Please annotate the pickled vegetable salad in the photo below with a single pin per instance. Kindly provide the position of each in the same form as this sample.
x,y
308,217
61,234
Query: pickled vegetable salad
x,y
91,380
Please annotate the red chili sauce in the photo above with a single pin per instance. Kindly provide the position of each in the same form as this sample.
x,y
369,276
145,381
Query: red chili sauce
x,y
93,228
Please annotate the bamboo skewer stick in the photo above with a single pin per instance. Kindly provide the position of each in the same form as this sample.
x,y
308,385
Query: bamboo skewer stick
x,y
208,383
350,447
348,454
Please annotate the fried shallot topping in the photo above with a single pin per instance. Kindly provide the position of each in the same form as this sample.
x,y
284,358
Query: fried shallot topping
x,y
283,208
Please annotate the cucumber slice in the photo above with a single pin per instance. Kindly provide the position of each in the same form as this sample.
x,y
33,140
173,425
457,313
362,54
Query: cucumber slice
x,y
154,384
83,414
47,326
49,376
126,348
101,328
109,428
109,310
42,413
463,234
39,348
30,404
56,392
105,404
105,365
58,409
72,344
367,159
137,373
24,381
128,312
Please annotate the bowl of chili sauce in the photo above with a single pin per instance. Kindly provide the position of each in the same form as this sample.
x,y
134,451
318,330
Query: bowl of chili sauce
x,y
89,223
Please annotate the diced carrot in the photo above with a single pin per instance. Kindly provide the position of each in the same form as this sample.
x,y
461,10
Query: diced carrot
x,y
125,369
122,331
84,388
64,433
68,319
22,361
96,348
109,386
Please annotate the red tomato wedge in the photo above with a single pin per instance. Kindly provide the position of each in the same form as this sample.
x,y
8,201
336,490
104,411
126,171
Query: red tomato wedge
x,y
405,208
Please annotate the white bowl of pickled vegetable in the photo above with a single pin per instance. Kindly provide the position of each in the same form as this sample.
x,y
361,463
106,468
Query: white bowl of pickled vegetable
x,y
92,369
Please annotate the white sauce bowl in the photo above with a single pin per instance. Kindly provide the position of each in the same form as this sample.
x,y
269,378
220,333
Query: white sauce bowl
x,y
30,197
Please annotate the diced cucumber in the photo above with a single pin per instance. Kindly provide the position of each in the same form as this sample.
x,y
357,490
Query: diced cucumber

Problem:
All of the material above should be printed out in full, word for word.

Answer for the task:
Please annotate the pickled vegetable salad in the photo below with a single pin per instance. Kindly provide the position of each in the same form as this sample.
x,y
308,217
61,234
Query: pickled vegetable salad
x,y
91,380
Please annotate the red chili sauce in the photo above with a single pin per instance. Kindly provide the position of each in the same form as this sample.
x,y
369,276
145,381
Query: red chili sauce
x,y
93,228
Please annotate the bamboo skewer stick in the photo above with a single pin per instance. Kindly provide the position of each in the same form as this sample.
x,y
308,385
Query: bamboo skewer stick
x,y
208,383
350,447
348,454
Please annotate the fried shallot topping in the photo above with a single pin per instance. Kindly provide the position of each in the same form as this sample.
x,y
284,358
Query: fried shallot topping
x,y
283,208
Please annotate the cucumber slice in the photo above with a single pin per instance. Kindly provide the position of each in the same form as this sample.
x,y
33,140
173,425
457,313
362,54
Query: cucumber slice
x,y
154,384
83,414
47,326
49,376
126,348
101,328
109,428
109,310
42,413
463,234
39,348
30,404
56,392
105,404
105,365
58,409
72,344
367,159
137,373
24,381
128,312
Please annotate the bowl of chili sauce in the photo above with a single pin per instance. Kindly provide the position of each in the same form as this sample.
x,y
134,451
318,330
Query: bowl of chili sauce
x,y
89,223
Please annotate the diced carrot in the photo above with a single pin per instance. Kindly provide the position of each in the same form as this sample.
x,y
461,10
Query: diced carrot
x,y
125,369
122,331
84,388
64,433
68,319
22,361
96,348
109,386
Please annotate the red tomato wedge in the photo above with a single pin per instance. Kindly provide the position of each in the same form as this sample.
x,y
8,201
336,490
104,411
126,171
Query: red tomato wedge
x,y
405,208
Please annotate the white bowl of pickled vegetable in the photo above with a single pin per instance. Kindly provide the position of each in the same form as this sample.
x,y
361,463
106,468
Query: white bowl of pickled vegetable
x,y
92,369
Please annotate the white sauce bowl in the photo above with a single pin per instance. Kindly provide the position of each in the same form as this sample.
x,y
269,378
220,333
Query: white sauce bowl
x,y
30,197
Please annotate the diced cucumber in the photo above with a single pin per instance. Kindly provide the position of each in the same form as this sample.
x,y
357,490
Query: diced cucumber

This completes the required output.